All records should be reproduced verbatim.

-------- Listed records --------

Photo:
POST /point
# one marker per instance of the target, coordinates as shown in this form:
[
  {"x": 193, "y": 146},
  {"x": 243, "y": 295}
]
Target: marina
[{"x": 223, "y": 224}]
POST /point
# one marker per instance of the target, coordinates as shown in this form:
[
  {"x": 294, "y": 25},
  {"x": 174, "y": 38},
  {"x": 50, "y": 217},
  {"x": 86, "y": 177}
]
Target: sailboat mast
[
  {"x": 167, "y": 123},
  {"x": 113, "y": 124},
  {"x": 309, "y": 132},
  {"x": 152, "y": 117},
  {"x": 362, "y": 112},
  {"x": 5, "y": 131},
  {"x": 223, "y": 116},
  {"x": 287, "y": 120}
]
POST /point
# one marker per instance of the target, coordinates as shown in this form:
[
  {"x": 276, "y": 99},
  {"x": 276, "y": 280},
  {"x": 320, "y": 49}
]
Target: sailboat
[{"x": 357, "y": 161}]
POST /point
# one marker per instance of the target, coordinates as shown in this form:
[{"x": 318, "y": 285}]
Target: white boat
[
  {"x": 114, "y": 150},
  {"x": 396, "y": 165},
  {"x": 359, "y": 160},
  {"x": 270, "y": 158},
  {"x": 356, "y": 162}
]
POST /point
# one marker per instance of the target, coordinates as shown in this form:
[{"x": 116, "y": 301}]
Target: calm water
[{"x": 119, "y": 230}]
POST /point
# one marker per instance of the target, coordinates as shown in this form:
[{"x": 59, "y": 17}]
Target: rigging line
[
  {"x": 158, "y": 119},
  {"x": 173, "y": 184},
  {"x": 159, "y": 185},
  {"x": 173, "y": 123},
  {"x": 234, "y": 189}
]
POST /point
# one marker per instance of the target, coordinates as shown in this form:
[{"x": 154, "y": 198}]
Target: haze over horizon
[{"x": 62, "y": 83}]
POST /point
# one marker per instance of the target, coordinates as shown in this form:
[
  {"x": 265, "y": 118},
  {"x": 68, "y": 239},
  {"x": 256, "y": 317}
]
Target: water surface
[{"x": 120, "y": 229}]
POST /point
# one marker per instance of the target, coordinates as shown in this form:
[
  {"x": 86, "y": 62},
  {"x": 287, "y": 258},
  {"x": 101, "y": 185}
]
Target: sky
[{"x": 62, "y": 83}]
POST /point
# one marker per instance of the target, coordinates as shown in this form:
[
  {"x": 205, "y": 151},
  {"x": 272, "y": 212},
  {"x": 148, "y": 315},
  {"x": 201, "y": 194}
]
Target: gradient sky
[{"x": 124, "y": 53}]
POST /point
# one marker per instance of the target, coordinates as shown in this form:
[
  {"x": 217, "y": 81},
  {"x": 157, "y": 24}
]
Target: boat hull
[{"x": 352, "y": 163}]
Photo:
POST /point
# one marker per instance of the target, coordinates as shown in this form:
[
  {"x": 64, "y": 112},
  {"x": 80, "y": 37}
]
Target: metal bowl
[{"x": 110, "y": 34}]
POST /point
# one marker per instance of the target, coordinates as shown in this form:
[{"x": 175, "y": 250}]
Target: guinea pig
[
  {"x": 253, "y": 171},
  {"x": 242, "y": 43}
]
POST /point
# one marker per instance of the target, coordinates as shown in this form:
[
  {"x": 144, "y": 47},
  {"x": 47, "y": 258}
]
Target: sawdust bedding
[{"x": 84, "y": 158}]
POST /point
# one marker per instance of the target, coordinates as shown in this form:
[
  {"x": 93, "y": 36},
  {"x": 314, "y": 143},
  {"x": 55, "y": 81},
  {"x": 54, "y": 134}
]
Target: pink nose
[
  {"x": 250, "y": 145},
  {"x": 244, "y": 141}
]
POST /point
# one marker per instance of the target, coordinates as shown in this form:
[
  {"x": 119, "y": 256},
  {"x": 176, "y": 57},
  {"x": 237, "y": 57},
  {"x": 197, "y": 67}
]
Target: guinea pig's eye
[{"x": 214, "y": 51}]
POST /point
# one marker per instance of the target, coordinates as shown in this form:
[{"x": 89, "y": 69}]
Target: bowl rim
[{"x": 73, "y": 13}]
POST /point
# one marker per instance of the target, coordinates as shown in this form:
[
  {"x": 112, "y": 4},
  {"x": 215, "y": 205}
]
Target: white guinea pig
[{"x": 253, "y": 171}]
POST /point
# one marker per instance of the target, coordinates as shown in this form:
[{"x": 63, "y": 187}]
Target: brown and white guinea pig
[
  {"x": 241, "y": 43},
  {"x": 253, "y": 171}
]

--------

**The solution**
Photo:
POST /point
# one marker per instance of the target, coordinates as shown in this form:
[
  {"x": 193, "y": 146},
  {"x": 243, "y": 295}
]
Target: marina
[{"x": 223, "y": 224}]
POST /point
# one marker per instance of the target, coordinates as shown in this form:
[
  {"x": 294, "y": 25},
  {"x": 174, "y": 38},
  {"x": 50, "y": 217},
  {"x": 86, "y": 177}
]
Target: sailboat mast
[
  {"x": 167, "y": 123},
  {"x": 113, "y": 124},
  {"x": 309, "y": 132},
  {"x": 152, "y": 117},
  {"x": 362, "y": 112},
  {"x": 5, "y": 131},
  {"x": 223, "y": 116},
  {"x": 287, "y": 120}
]
POST /point
# one marker per instance of the target, coordinates as shown in this form:
[
  {"x": 276, "y": 99},
  {"x": 276, "y": 280},
  {"x": 320, "y": 49}
]
Target: sailboat
[{"x": 357, "y": 161}]
POST /point
# one marker per instance of the target, coordinates as shown in this form:
[{"x": 318, "y": 285}]
Target: white boat
[
  {"x": 114, "y": 150},
  {"x": 396, "y": 165},
  {"x": 359, "y": 160},
  {"x": 270, "y": 158},
  {"x": 356, "y": 162}
]
POST /point
# one marker per instance of the target, coordinates as shown in this form:
[{"x": 116, "y": 301}]
Target: calm water
[{"x": 119, "y": 230}]
POST /point
# one marker per instance of the target, coordinates as shown in this form:
[{"x": 59, "y": 17}]
Target: rigging line
[
  {"x": 158, "y": 119},
  {"x": 173, "y": 184},
  {"x": 159, "y": 185},
  {"x": 173, "y": 123},
  {"x": 234, "y": 189}
]
POST /point
# one marker per instance of the target, coordinates as shown in this form:
[{"x": 154, "y": 198}]
Target: haze over horizon
[{"x": 62, "y": 83}]
POST /point
# one marker per instance of the target, coordinates as shown in this form:
[
  {"x": 265, "y": 118},
  {"x": 68, "y": 239},
  {"x": 256, "y": 317}
]
Target: water surface
[{"x": 120, "y": 229}]
POST /point
# one marker per instance of the target, coordinates as shown in this form:
[
  {"x": 86, "y": 62},
  {"x": 287, "y": 258},
  {"x": 101, "y": 185}
]
Target: sky
[{"x": 62, "y": 83}]
POST /point
# one marker per instance of the target, coordinates as shown in this form:
[
  {"x": 205, "y": 151},
  {"x": 272, "y": 212},
  {"x": 148, "y": 315},
  {"x": 201, "y": 194}
]
Target: gradient sky
[{"x": 124, "y": 53}]
POST /point
# one marker per instance of the target, coordinates as shown in this form:
[
  {"x": 217, "y": 81},
  {"x": 157, "y": 24}
]
Target: boat hull
[{"x": 352, "y": 163}]
Photo:
POST /point
# one marker per instance of the target, coordinates as shown in this form:
[
  {"x": 64, "y": 112},
  {"x": 80, "y": 37}
]
Target: metal bowl
[{"x": 110, "y": 34}]
POST /point
# one marker per instance of the target, coordinates as shown in this form:
[{"x": 175, "y": 250}]
Target: guinea pig
[
  {"x": 253, "y": 171},
  {"x": 242, "y": 43}
]
POST /point
# one marker per instance of the target, coordinates as shown in this form:
[
  {"x": 144, "y": 47},
  {"x": 47, "y": 258}
]
Target: sawdust bedding
[{"x": 84, "y": 158}]
POST /point
# one marker per instance of the target, coordinates as shown in this form:
[
  {"x": 93, "y": 36},
  {"x": 314, "y": 143},
  {"x": 55, "y": 81},
  {"x": 54, "y": 134}
]
Target: pink nose
[
  {"x": 250, "y": 145},
  {"x": 244, "y": 141}
]
POST /point
# one marker per instance of the target, coordinates as shown in this form:
[
  {"x": 119, "y": 256},
  {"x": 176, "y": 57},
  {"x": 237, "y": 57},
  {"x": 197, "y": 67}
]
Target: guinea pig's eye
[{"x": 214, "y": 51}]
POST /point
# one marker per instance of the target, coordinates as shown in this form:
[{"x": 89, "y": 69}]
Target: bowl rim
[{"x": 73, "y": 13}]
POST /point
# one marker per instance of the target, coordinates as shown in this form:
[
  {"x": 112, "y": 4},
  {"x": 215, "y": 205}
]
Target: white guinea pig
[{"x": 253, "y": 171}]
POST /point
# one marker per instance of the target, coordinates as shown in this form:
[{"x": 63, "y": 187}]
Target: brown and white guinea pig
[
  {"x": 241, "y": 43},
  {"x": 253, "y": 171}
]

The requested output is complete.